* [Records for the task]:

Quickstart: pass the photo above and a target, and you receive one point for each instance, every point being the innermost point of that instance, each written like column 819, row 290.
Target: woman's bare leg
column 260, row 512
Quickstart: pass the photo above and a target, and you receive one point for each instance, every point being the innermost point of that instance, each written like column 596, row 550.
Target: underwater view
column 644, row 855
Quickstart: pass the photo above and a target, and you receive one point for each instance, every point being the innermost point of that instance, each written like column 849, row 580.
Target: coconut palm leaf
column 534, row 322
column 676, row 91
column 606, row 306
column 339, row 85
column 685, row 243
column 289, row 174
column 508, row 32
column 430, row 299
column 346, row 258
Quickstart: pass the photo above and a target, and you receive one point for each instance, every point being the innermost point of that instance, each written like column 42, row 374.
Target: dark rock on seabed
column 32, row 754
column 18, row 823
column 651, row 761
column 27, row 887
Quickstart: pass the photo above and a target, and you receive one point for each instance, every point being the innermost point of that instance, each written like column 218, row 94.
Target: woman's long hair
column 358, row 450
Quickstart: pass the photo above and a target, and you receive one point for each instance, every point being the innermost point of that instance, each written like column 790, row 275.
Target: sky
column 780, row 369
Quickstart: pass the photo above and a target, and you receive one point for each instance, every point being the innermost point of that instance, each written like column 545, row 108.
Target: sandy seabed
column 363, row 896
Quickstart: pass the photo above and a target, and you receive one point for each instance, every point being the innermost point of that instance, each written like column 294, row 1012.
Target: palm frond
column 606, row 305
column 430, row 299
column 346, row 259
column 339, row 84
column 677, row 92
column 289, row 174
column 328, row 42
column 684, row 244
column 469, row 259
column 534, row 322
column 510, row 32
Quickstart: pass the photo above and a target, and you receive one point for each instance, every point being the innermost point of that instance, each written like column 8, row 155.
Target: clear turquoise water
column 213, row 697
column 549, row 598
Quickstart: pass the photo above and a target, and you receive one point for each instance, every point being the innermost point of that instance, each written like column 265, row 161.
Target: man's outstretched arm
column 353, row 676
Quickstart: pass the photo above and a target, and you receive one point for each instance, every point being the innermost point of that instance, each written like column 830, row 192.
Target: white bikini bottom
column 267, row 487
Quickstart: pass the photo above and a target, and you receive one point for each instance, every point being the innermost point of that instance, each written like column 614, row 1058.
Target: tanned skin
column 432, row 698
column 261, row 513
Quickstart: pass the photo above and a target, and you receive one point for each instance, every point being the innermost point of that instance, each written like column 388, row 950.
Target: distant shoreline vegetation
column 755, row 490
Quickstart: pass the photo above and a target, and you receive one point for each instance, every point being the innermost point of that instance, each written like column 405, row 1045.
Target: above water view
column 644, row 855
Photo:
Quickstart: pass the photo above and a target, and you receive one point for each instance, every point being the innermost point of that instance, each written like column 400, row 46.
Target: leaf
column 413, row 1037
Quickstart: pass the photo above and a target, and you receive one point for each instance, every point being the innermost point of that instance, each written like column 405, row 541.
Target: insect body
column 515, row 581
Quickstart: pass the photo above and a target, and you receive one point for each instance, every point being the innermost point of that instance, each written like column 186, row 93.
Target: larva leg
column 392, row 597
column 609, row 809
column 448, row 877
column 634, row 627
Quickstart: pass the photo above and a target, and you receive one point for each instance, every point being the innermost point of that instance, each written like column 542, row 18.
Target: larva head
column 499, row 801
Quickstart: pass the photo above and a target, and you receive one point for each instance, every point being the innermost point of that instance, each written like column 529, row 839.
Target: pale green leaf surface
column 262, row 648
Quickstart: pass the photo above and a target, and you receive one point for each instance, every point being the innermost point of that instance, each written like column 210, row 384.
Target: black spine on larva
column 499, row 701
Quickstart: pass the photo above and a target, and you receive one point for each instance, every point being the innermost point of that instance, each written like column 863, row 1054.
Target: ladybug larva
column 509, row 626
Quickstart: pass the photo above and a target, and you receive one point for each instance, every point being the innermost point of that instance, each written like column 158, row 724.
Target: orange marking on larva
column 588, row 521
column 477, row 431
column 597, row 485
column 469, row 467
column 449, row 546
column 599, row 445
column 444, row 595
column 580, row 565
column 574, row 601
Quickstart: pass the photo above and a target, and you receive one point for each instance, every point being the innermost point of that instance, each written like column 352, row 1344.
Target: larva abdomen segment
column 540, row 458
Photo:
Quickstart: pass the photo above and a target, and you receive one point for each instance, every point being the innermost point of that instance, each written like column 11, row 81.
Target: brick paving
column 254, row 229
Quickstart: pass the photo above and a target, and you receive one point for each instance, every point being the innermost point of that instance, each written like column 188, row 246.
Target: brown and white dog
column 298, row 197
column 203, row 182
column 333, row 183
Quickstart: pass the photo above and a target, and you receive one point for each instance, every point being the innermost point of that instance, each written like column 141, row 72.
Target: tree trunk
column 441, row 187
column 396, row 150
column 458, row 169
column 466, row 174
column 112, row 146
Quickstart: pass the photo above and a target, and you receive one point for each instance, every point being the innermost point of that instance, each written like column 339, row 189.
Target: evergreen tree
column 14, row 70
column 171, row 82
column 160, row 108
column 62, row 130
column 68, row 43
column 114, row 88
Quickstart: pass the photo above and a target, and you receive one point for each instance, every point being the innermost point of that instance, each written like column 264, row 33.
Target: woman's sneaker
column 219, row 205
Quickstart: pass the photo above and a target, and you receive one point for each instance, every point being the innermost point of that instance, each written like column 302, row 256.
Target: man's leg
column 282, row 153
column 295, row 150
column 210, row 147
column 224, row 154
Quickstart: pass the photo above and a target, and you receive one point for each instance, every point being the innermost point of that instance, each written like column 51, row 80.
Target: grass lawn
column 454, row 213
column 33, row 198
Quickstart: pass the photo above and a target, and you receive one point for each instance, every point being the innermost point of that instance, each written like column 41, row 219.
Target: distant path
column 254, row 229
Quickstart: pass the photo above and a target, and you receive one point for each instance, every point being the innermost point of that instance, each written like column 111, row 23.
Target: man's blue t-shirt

* [Aim]: Reproduce every entry above verbatim, line for line.

* [Answer to the problem]:
Quickstart: pass the photo above and a target, and you receive one point for each instance, every point being the innermost point of that instance, each written like column 819, row 290.
Target: woman's bare leg
column 260, row 512
Quickstart: pass the photo above and a target, and you receive one point for each instance, every point being the innermost point of that instance, each written like column 596, row 550.
Target: underwater view
column 644, row 855
Quickstart: pass the photo above and a target, and you receive one point for each instance, every point being the innermost point of that instance, each written like column 849, row 580.
Target: coconut palm leaf
column 534, row 322
column 676, row 91
column 606, row 306
column 339, row 85
column 685, row 243
column 289, row 174
column 508, row 32
column 430, row 299
column 346, row 258
Quickstart: pass the photo above and a target, and you receive one point for each instance, every point being the innermost point of that instance, each written like column 42, row 374.
Target: dark rock on seabed
column 32, row 754
column 18, row 823
column 651, row 761
column 27, row 887
Quickstart: pass the photo above and a target, and you receive one point for each instance, every point being the innermost point of that instance, each written like column 218, row 94.
Target: woman's long hair
column 358, row 450
Quickstart: pass the photo above and a target, and you receive one point for each instance, every point being the innermost point of that instance, each written like column 790, row 275.
Target: sky
column 780, row 369
Quickstart: pass the photo above and a target, and you receive one point for each instance, every point being the innermost point of that instance, each written like column 545, row 108.
Target: sandy seabed
column 363, row 896
Quickstart: pass the photo above and a target, and you receive one point for each instance, every point being the innermost point of that instance, each written like column 294, row 1012.
Target: palm frond
column 606, row 305
column 430, row 299
column 346, row 259
column 339, row 84
column 677, row 92
column 289, row 174
column 328, row 42
column 684, row 244
column 469, row 259
column 534, row 322
column 510, row 32
Quickstart: pass the photo above and a target, and you receive one point for each instance, every point being the innermost point of that instance, each written like column 8, row 155.
Target: clear turquoise water
column 213, row 697
column 549, row 598
Quickstart: pass the photo above and a target, and you receive one point for each instance, every point being the innermost point of that instance, each written like column 265, row 161.
Target: man's outstretched arm
column 353, row 676
Quickstart: pass the photo above and a target, and you receive one point for each instance, every point being the innermost point of that instance, each written like column 830, row 192.
Target: white bikini bottom
column 267, row 487
Quickstart: pass the photo above and a target, and you receive one point for each instance, every point being the innermost point of that instance, each written like column 614, row 1058.
Target: tanned skin
column 432, row 698
column 261, row 513
Quickstart: pass the photo above and a target, and you receive one point for each instance, every point being the innermost point of that instance, each written like column 388, row 950.
Target: distant shoreline vegetation
column 755, row 490
Quickstart: pass the photo above and a target, and you receive one point for each instance, every point being the innermost point of that instance, each written like column 405, row 1045.
Target: above water view
column 644, row 855
Photo:
Quickstart: pass the photo above and a target, and you receive one point for each instance, every point being the innermost point of that instance, each written like column 400, row 46.
Target: leaf
column 413, row 1037
Quickstart: pass the photo above and a target, and you receive one point for each instance, every point being the innermost point of that instance, each written like column 405, row 541.
Target: insect body
column 515, row 581
Quickstart: pass the photo above and a target, and you receive one point for each instance, every point being the innermost point of that instance, each written like column 186, row 93.
Target: larva leg
column 392, row 597
column 609, row 809
column 448, row 877
column 634, row 627
Quickstart: pass the photo above and a target, and you receive one point for each instance, every point being the innermost point of that instance, each written like column 542, row 18.
Target: larva head
column 499, row 801
Quickstart: pass the photo above and a target, and you receive one point for each instance, every point being the innermost point of that instance, each written like column 529, row 839.
Target: pale green leaf surface
column 262, row 648
Quickstart: pass the photo above and a target, and you receive one point for each instance, every point being the innermost point of that instance, each written like column 210, row 384.
Target: black spine on larva
column 499, row 701
Quickstart: pass the photo above and a target, and you receive one point for each instance, every point being the innermost point of that instance, each written like column 863, row 1054.
Target: ladybug larva
column 509, row 626
Quickstart: pass the photo above and a target, and you receive one point for each instance, every point being the innermost point of that instance, each written like column 158, row 724.
Target: orange marking on larva
column 588, row 521
column 477, row 431
column 597, row 485
column 469, row 467
column 449, row 546
column 599, row 445
column 444, row 595
column 580, row 565
column 574, row 601
Quickstart: pass the photo above and a target, and you receive one point for each instance, every point being the innermost point of that instance, each written like column 352, row 1344.
Target: larva abdomen segment
column 540, row 458
Photo:
Quickstart: pass the photo above and a target, and you receive one point for each instance, every point being the innermost point of that instance, each written like column 11, row 81.
Target: brick paving
column 254, row 229
Quickstart: pass the photo above and a target, and you receive one point for each instance, every point being the innermost point of that instance, each written like column 188, row 246.
Target: brown and white dog
column 298, row 197
column 203, row 182
column 333, row 183
Quickstart: pass the photo above and a target, and you receive one point for each instance, every point being the innermost point of that instance, each written like column 141, row 72.
Target: tree trunk
column 441, row 187
column 396, row 150
column 458, row 169
column 466, row 174
column 112, row 146
Quickstart: pass the photo above and a target, and you receive one point for each instance, every point being the innermost point of that instance, each written like column 339, row 189.
Target: evergreen tree
column 14, row 70
column 171, row 82
column 160, row 108
column 62, row 130
column 68, row 43
column 114, row 88
Quickstart: pass the photo above and a target, and you receive one point for each instance, every point being the innermost point of that instance, each written like column 264, row 33.
Target: woman's sneaker
column 219, row 205
Quickstart: pass the photo above and a target, and you receive one point for each instance, every point being the innermost point of that instance, each written like column 302, row 256.
Target: man's leg
column 282, row 153
column 295, row 150
column 210, row 147
column 224, row 154
Quickstart: pass the photo above and a target, and you receive one point for each instance, every point being the innermost point of that instance, each written like column 51, row 80.
Target: grass lawn
column 454, row 213
column 33, row 198
Quickstart: pass the photo above and a target, and you receive one point for each instance, every point being the innermost point of that instance, each written like column 41, row 219.
Target: distant path
column 254, row 229
Quickstart: pass the photo above and a target, and you receive one point for each instance, every point being the innermost point of that instance, each written like column 111, row 23.
Target: man's blue t-shirt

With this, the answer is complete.